One of our books about a rescuer has a special significance. It was donated by our very own Library Customer Service Officer at Kensington Central Library, Besart Zhubi, and is My Life Under the Nazi Occupation by Mimi Kahmi Ergas-Faraxhi (Shkup, 2018). I spoke to Besart about the book, and what it means to him:
CJ: Can you tell us a bit about the background to this book?
BZ: I never knew my maternal grandmother well – she died before we had time. We escaped Sarajevo in 1992 when I was 6. A genocide was being planned to eradicate all those of Islamic heritage. A civil war was raging. The government considered us stateless. We arrived in London and the UK gave me a new home.
Nenedaja (Grandmother or literally the mother of my ‘maternal uncle’) died in 2001. But my mother kept her memory alive, often telling me stories of Mimi. Mimi was the woman Nenedaja would say was her Jewish friend in Albania. “Mimi had the most amazing voice. Mimi would sing so beautifully”.
Fast forward a few years and Facebook was ubiquitous. I set out on a mission to find Mimi. Mimi had died, but I found her daughter Drita (Ita) Bartova. Drita means light in Albanian. It amazed me to discover my mother’s history and mine too. Drita told us about this book! The North Macedonian Cultural department sponsored it as a recognition of the role Albanians played in protecting Jews.
CJ. Can you describe the situation in Macedonia during the Nazi period and how it affected Jewish people?

== == ==

__Problems__:
1. In the interview, in what year did Besart's family escape Sarajevo?
2. Write out the stretch of the interview from "Nenedaja (Grandmother or" through "in protecting Jews.", word for word.

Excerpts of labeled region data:

== == ==

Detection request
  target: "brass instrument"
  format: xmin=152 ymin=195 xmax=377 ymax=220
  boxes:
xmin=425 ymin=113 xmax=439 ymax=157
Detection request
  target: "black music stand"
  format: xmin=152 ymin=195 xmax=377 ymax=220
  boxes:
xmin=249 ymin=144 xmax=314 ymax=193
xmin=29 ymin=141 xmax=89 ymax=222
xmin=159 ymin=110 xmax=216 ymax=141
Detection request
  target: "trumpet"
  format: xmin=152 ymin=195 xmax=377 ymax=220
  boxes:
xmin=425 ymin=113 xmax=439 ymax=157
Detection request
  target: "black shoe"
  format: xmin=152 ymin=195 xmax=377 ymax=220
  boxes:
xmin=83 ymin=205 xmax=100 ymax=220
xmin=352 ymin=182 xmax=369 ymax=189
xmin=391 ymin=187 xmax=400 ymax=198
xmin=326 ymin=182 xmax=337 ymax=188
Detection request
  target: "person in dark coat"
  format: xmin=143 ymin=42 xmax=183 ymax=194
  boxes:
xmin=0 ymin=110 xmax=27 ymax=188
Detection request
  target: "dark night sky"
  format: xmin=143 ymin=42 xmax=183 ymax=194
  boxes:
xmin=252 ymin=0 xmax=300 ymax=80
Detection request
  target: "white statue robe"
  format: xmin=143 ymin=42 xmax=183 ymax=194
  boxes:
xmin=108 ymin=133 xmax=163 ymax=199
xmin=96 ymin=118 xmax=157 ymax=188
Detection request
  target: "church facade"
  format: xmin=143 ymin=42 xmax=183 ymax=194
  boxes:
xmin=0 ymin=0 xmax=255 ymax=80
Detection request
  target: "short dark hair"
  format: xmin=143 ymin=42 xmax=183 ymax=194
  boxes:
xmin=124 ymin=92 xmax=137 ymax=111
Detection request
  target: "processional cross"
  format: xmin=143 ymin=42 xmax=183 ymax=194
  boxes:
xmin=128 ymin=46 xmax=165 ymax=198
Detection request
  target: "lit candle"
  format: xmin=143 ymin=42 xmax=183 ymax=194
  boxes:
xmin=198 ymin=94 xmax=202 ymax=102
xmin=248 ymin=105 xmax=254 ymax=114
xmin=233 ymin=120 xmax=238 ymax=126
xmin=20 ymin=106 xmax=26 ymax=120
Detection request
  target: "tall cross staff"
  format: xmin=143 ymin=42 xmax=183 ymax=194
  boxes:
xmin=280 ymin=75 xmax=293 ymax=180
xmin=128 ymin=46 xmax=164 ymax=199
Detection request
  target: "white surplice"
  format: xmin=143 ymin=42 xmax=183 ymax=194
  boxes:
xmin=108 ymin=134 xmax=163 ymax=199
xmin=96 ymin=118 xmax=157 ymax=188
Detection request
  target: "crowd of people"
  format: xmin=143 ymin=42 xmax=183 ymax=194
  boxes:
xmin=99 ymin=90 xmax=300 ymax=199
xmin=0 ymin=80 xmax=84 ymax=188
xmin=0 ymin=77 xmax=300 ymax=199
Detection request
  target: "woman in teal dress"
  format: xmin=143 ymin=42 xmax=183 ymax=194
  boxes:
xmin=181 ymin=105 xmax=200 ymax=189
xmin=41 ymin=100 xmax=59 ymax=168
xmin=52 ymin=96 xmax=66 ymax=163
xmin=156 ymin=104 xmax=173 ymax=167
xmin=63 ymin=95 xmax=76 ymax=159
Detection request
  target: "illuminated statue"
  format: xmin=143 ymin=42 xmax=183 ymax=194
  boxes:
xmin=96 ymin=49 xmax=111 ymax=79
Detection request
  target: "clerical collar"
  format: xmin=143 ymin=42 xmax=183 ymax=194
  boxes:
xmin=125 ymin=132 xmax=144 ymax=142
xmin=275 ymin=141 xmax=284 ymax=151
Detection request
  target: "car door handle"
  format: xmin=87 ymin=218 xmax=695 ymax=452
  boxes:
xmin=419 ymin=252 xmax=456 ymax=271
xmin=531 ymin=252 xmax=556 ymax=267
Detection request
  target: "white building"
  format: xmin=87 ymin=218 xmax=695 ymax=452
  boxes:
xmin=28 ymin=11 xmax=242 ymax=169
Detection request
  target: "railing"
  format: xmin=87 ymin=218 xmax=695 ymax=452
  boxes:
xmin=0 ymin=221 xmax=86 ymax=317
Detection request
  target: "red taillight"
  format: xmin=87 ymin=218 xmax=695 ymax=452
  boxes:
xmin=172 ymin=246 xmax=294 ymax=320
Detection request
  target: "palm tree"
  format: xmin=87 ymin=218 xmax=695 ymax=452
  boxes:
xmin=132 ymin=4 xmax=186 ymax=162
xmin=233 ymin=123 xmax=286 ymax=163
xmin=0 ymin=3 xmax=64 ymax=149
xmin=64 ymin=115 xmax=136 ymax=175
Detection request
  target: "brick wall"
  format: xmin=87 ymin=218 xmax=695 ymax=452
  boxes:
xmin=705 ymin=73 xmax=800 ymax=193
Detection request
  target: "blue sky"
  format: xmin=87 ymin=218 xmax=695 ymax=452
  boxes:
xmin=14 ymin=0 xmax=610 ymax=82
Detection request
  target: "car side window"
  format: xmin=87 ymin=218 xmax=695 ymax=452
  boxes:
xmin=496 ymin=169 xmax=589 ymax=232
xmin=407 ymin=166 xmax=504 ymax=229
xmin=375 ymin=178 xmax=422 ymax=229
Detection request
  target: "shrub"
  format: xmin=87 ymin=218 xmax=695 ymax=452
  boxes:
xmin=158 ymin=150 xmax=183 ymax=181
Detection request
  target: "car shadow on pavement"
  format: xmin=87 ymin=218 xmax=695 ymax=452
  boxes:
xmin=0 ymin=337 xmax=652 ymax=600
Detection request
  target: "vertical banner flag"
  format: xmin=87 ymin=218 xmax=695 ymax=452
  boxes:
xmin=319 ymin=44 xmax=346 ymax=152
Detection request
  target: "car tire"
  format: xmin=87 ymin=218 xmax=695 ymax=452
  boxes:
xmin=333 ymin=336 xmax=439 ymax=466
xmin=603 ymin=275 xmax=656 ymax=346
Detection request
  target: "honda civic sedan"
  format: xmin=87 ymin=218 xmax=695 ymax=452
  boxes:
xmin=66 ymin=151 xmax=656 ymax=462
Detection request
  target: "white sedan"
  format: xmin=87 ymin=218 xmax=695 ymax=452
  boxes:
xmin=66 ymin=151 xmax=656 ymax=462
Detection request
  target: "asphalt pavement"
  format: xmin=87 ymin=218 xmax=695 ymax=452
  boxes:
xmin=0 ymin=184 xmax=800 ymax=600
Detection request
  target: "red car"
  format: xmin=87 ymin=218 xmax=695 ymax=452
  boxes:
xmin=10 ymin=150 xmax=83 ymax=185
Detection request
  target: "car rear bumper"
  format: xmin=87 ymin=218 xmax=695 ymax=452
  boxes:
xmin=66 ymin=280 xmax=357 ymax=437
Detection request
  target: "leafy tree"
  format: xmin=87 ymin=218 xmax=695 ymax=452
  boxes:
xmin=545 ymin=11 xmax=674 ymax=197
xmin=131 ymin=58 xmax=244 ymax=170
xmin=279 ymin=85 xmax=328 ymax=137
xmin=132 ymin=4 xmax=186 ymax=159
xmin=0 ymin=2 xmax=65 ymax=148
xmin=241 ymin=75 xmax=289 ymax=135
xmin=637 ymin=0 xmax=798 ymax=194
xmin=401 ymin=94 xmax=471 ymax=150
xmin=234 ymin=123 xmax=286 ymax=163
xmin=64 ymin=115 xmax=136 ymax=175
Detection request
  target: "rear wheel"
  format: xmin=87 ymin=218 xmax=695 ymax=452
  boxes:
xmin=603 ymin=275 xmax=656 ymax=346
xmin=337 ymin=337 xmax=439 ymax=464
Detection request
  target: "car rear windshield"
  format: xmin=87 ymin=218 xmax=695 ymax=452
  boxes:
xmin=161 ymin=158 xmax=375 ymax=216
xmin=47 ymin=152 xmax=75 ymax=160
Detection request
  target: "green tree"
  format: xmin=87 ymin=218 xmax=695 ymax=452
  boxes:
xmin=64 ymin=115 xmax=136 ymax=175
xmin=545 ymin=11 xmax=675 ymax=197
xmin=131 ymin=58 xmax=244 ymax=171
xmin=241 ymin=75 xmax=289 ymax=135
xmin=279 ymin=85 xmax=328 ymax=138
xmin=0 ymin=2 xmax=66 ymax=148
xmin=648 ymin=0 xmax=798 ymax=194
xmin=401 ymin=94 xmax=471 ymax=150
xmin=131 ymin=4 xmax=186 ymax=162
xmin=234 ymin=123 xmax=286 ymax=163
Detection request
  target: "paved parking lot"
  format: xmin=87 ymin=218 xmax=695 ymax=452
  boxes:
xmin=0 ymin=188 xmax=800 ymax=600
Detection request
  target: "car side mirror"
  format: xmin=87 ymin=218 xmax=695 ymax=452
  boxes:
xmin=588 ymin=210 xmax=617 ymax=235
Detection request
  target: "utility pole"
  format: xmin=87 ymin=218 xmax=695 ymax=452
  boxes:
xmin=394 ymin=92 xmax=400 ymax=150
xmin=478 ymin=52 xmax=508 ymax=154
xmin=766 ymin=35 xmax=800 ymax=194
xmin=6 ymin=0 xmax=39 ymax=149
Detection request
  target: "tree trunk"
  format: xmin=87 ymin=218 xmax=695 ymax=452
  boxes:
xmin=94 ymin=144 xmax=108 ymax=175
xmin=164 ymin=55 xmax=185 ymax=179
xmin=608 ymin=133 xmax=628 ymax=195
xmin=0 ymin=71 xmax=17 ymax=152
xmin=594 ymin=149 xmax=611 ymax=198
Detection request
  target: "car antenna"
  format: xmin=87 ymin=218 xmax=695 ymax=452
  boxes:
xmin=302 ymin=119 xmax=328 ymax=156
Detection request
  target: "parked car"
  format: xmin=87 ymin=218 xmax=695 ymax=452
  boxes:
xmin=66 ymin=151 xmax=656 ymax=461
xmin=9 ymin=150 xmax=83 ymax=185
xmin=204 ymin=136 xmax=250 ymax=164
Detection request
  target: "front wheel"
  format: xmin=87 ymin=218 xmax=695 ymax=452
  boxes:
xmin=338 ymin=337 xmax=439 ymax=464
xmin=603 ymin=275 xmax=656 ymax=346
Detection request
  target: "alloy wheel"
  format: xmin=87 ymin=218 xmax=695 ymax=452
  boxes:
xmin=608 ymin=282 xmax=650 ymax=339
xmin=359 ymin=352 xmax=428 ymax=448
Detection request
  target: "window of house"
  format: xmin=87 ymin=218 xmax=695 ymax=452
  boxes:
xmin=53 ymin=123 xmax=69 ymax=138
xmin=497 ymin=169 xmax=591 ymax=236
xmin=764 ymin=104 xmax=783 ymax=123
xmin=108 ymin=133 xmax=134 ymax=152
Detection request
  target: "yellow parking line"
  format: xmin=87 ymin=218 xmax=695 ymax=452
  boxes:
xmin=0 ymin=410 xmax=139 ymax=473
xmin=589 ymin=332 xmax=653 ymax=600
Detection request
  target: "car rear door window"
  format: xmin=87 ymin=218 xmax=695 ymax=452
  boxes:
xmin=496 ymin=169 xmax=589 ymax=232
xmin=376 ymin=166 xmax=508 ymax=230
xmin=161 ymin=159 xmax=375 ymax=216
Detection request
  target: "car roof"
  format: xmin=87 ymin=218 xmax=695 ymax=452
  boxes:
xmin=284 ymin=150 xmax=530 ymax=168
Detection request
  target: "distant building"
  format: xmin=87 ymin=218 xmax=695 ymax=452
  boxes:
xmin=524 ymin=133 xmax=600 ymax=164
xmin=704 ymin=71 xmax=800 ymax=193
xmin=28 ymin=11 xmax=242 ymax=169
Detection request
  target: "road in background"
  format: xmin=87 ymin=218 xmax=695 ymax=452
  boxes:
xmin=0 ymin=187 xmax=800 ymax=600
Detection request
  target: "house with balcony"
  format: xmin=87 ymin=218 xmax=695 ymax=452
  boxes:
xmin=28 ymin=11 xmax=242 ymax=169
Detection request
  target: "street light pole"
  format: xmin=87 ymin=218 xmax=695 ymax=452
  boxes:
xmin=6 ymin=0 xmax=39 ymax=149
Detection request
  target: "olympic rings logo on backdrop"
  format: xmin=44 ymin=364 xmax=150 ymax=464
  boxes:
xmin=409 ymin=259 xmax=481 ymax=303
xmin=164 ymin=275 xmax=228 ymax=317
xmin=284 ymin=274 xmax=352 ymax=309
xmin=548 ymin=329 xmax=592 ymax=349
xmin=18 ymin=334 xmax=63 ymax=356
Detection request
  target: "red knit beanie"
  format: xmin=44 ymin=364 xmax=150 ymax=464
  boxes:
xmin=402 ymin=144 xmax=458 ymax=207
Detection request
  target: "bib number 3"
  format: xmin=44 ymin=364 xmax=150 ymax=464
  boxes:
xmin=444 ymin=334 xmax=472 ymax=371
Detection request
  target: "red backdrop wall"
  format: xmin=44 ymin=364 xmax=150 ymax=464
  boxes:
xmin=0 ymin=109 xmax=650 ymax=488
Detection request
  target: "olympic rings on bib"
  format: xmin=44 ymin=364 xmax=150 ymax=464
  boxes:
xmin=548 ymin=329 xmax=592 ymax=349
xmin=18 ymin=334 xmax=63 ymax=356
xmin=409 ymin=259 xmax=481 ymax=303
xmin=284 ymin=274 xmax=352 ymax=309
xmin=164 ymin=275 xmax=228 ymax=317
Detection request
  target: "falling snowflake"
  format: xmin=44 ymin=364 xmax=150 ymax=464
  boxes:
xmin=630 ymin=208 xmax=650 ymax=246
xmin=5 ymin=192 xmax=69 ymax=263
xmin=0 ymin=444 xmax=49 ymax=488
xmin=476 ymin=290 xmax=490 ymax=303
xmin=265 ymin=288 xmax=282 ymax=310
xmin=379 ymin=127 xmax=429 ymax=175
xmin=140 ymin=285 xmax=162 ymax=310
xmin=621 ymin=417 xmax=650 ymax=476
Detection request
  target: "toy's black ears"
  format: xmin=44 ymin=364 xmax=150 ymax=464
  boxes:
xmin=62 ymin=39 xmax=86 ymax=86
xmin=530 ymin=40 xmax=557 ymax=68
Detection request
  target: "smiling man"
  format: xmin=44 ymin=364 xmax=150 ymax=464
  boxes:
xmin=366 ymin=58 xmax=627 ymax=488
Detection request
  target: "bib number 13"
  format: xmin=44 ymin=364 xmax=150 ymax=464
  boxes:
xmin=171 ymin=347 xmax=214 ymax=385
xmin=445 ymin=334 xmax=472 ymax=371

== == ==

__Problem solutions__:
1. 1992

2.
Nenedaja (Grandmother or literally the mother of my ‘maternal uncle’) died in 2001. But my mother kept her memory alive, often telling me stories of Mimi. Mimi was the woman Nenedaja would say was her Jewish friend in Albania. “Mimi had the most amazing voice. Mimi would sing so beautifully”.
Fast forward a few years and Facebook was ubiquitous. I set out on a mission to find Mimi. Mimi had died, but I found her daughter Drita (Ita) Bartova. Drita means light in Albanian. It amazed me to discover my mother’s history and mine too. Drita told us about this book! The North Macedonian Cultural department sponsored it as a recognition of the role Albanians played in protecting Jews.